┌─ Available data

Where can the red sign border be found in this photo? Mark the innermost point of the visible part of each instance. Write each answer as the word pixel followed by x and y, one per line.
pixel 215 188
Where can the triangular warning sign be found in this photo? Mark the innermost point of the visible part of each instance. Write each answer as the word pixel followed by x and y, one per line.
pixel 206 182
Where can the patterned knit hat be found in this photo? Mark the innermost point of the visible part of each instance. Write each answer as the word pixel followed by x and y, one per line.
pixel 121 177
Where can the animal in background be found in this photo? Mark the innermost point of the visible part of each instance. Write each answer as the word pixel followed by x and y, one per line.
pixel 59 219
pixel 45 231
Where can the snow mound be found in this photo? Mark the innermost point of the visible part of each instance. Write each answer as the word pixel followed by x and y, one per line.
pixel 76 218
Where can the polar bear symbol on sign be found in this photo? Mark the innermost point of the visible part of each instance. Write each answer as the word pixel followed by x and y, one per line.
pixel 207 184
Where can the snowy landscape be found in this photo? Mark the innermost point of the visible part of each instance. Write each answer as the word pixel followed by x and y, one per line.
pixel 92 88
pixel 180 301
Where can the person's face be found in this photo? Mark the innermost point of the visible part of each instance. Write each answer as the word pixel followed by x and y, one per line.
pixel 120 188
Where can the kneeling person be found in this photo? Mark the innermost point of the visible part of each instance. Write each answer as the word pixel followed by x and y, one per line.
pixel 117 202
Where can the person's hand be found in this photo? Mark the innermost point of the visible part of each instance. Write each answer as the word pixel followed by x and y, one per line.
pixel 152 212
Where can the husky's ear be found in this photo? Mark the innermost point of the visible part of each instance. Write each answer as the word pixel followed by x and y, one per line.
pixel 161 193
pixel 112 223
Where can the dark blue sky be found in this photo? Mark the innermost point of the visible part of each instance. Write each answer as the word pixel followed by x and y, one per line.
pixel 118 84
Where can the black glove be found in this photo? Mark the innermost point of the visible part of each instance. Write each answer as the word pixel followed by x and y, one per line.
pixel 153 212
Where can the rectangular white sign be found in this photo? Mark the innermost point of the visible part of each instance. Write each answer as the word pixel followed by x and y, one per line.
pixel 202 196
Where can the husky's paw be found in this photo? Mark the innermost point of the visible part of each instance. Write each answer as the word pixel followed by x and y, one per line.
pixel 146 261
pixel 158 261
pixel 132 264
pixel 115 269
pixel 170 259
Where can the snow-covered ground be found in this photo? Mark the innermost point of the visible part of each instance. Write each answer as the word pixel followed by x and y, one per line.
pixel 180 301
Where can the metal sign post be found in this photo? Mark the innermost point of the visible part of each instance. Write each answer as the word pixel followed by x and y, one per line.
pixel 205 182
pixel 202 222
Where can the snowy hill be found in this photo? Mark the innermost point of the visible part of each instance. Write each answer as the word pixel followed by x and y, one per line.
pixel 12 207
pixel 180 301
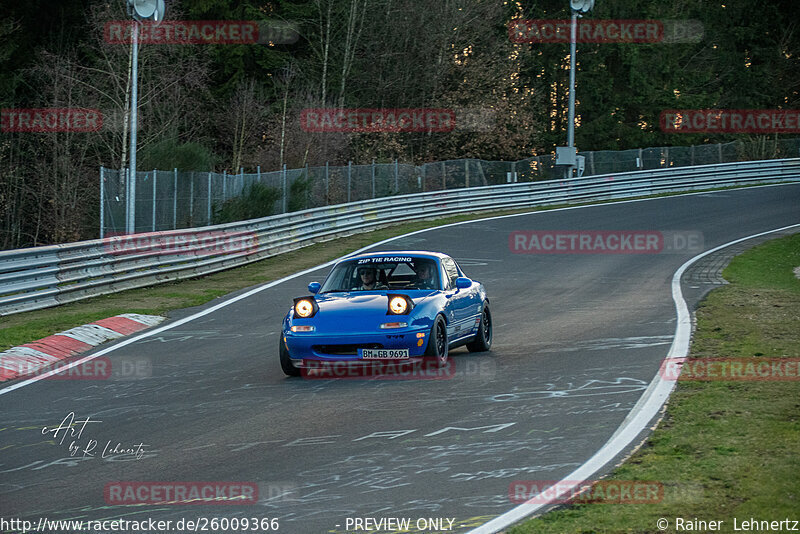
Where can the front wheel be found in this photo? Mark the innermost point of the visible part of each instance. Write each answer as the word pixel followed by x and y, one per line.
pixel 286 362
pixel 483 339
pixel 437 343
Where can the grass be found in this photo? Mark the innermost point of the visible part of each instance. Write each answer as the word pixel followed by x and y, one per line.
pixel 723 450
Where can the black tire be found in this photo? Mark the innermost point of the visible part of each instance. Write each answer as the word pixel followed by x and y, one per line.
pixel 437 342
pixel 286 362
pixel 483 339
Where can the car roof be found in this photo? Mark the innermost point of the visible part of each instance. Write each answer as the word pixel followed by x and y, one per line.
pixel 413 253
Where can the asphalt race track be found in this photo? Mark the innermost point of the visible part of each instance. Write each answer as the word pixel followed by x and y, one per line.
pixel 577 339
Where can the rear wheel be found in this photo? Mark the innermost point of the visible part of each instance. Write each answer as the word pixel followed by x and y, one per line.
pixel 483 339
pixel 437 343
pixel 286 362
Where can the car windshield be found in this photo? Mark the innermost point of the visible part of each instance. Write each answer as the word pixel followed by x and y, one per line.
pixel 381 273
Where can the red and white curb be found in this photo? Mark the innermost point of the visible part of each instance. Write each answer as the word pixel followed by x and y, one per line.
pixel 30 357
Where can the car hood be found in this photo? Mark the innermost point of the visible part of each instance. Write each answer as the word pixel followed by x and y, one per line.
pixel 363 304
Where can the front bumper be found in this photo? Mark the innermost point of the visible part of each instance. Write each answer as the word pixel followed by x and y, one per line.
pixel 344 347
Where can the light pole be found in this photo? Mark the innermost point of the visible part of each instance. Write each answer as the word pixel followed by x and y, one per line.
pixel 140 10
pixel 566 156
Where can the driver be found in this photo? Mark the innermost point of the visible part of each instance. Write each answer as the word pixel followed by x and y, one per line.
pixel 369 279
pixel 425 278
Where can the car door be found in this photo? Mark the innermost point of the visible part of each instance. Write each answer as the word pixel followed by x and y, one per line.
pixel 460 302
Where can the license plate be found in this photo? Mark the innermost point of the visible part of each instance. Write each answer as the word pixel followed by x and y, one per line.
pixel 383 354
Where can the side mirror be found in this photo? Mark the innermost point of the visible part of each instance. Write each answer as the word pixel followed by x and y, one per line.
pixel 463 283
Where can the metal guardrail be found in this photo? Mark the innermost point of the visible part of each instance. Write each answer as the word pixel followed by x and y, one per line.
pixel 47 276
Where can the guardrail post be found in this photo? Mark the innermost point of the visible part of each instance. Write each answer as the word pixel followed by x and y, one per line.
pixel 155 174
pixel 102 201
pixel 175 199
pixel 285 208
pixel 208 208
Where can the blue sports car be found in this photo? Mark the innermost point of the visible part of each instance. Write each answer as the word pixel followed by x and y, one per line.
pixel 396 306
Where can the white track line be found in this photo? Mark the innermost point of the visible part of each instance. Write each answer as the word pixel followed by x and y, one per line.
pixel 637 420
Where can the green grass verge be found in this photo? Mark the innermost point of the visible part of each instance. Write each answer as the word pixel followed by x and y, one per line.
pixel 724 450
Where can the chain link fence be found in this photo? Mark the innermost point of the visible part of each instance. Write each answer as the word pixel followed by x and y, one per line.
pixel 168 200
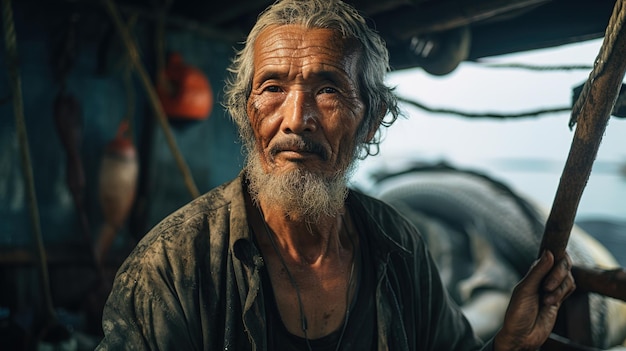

└─

• _Work instructions_:
An exact reprint of every record is required, with the pictures omitted.

• _Answer for the task_:
Where can the red sign border be found in this photo? Mark the innermost point of the visible part of each instance. Write each answer as the word pixel followed by x and y, one per line.
pixel 215 188
Where can the triangular warning sign be found in this photo? Mark the innermost point of the visible part of each instance. Write each answer as the word pixel followed by x and y, one per line.
pixel 206 182
Where can the patterned knit hat be found in this photo? Mark the innermost point of the visible part of each instance. Write each answer as the word pixel followed by x and y, one per line.
pixel 121 177
Where can the animal in background be found in this photo? Mark the innermost point of the visible part of each instance. Write each answer as the word pixel followed by x and y, one per line.
pixel 59 219
pixel 45 231
Where can the snow mound be found in this photo? Mark the innermost point of the visible part of each instance. Write each answer as the word pixel followed by x and y, one per line.
pixel 76 218
Where can the polar bear symbol on sign be found in this photo? Mark the innermost point of the visible part of each instance. Write each answer as the word pixel followed by x and y, one per line.
pixel 207 184
Where can the snowy landscape be found in this photo? Mark the innermost point of the visible part of each instance. Write each answer as the word pixel followed by x and y, one per line.
pixel 92 88
pixel 180 301
Where can the person's face be found in this photo? Mark the innermost point of the visible part of each instance. Write each answer as the word pixel followed by x and y, one per line.
pixel 120 188
Where can the kneeling person be found in this photo? Mark the innermost point of the visible part of each instance. Write each answer as the word pixel followed by x and y, one per line.
pixel 117 202
Where can the person's hand be found in this photo? Mark the innermost point of the visible part of each instance. Write each answer as the word pixel followed by x and y, one per line.
pixel 152 212
Where can the husky's ear be found in this photo? Mark the innermost point of the visible part of each instance. Write each answer as the word pixel followed by x and y, one per line.
pixel 161 193
pixel 112 223
Where can the dark blue sky be found in this photo? Mark the innermost point of the visible part of each instance. Write each answer as the word pixel followed by x and y, one per line.
pixel 118 84
Where can the black glove be found in this photo? Mark the innermost point of the visible part of each instance. Write each answer as the word pixel followed by x and y, one per line.
pixel 153 212
Where can the rectangular white sign be found in this photo? Mark the innermost point of the visible part of each instance. Write each answer as the word pixel followed by x and y, one per line.
pixel 202 196
Where can the husky's paw be found in this photo? Mark the innermost point of the visible part of each instance. Write each answer as the word pixel followed by x and y, one per line.
pixel 146 261
pixel 158 261
pixel 132 264
pixel 115 269
pixel 170 259
Where can the snow-covered ground be found in this photo? Mark the innermost point of the visible part of each instance. Write each answer as the word pixel followed by x and y, one per line.
pixel 180 301
Where can the metal sign post be found in this photo? Mark the innermost point of the visible part of each instance. Write each answer as the word pixel followed by x and y, one per line.
pixel 205 182
pixel 202 222
Where can the snowy hill be found in this photo? Mark the innermost point of the visible part of each instance. Write each answer as the word pixel followed by x and y, one per line.
pixel 12 207
pixel 180 301
Where can the front wheel be found in this photo? Mark the innermost point of the visible part of each instance. Write each answer as the word pixel followed by x and y, one per line.
pixel 286 362
pixel 483 339
pixel 437 343
Where can the grass be found in this photo? Mark the innermost point of the visible part of each instance. Write each answer as the word pixel followed by x and y, one per line.
pixel 723 450
Where can the black tire be found in this photo? Mark the innermost point of the visible part of each instance. Write each answer as the word pixel followed by x and y, one per line.
pixel 437 342
pixel 286 362
pixel 483 339
Where can the car roof be found in this photo? Mark the innermost point of the visible part of each instance. Write each answer as the word pixel followed by x and y, one per line.
pixel 413 253
Where can the asphalt race track be found in this photo? Mark the innermost point of the visible part of each instance. Write each answer as the word pixel followed by x and y, one per line.
pixel 577 339
Where can the rear wheel be found in this photo? Mark the innermost point of the visible part of each instance. Write each answer as the word pixel followed by x and y, one per line.
pixel 483 339
pixel 437 343
pixel 286 362
Where can the car windshield be found in this photo? Mark the innermost point of the visible part of each instance. Write each answer as the word pixel followed by x and y, one per line.
pixel 381 273
Where can the red and white curb be found in this photo? Mark the innermost point of the visible part of each instance. Write each answer as the word pixel followed by x and y, one per line.
pixel 30 357
Where can the car hood be found in this photo? Mark the innermost point of the visible part of each instance. Write each answer as the word pixel followed by x and y, one per line.
pixel 363 304
Where can the front bumper be found in this photo? Mark the innermost point of the visible part of each instance. Write each answer as the word pixel followed by x and y, one per line.
pixel 344 347
Where can the light pole be found in this photo? Mark the innermost point of the visible part of each instance. Write each answer as the word pixel followed by x and y, one per line.
pixel 140 10
pixel 566 156
Where can the driver be found in this photo? Mark the innermost point of the visible part of each instance. Write each answer as the word pixel followed by x and y, one per line.
pixel 369 279
pixel 425 278
Where can the car door be found in this photo? Mark the innermost point of the visible part of each instance. Write each answer as the word pixel followed by x and y, one per line.
pixel 460 302
Where can the license plate be found in this photo? Mark the innermost point of the visible part of each instance. Write each answer as the word pixel followed by x and y, one per line.
pixel 383 354
Where can the side mirror be found in this photo? Mark the innermost point of the visible part of each instance. Write each answer as the word pixel followed by x and y, one per line.
pixel 463 283
Where can the metal guardrail be found in this photo? Mark the innermost point of the visible part of each instance. Write each answer as the word pixel followed by x and y, one per line.
pixel 47 276
Where can the guardrail post be found in this photo? Mark the innermost point of the visible part of each instance. Write each answer as the word pixel followed by x and y, one per line.
pixel 155 174
pixel 102 201
pixel 175 199
pixel 285 208
pixel 208 208
Where can the blue sports car be found in this photo? Mark the innermost point of the visible part of each instance. Write each answer as the word pixel followed by x and y, one per line.
pixel 396 306
Where can the white track line be found in this photo? Mark the innermost point of the visible part of each instance. Write each answer as the word pixel followed by x and y, one per line.
pixel 637 420
Where can the green grass verge be found in this photo? Mark the innermost point of the visible part of each instance. Write each answer as the word pixel followed by x and y, one per line.
pixel 724 450
Where can the chain link fence be found in this photo? Mark the innermost point of the visible part of each instance. Write each answer as the word pixel followed by x and y, one per line.
pixel 168 200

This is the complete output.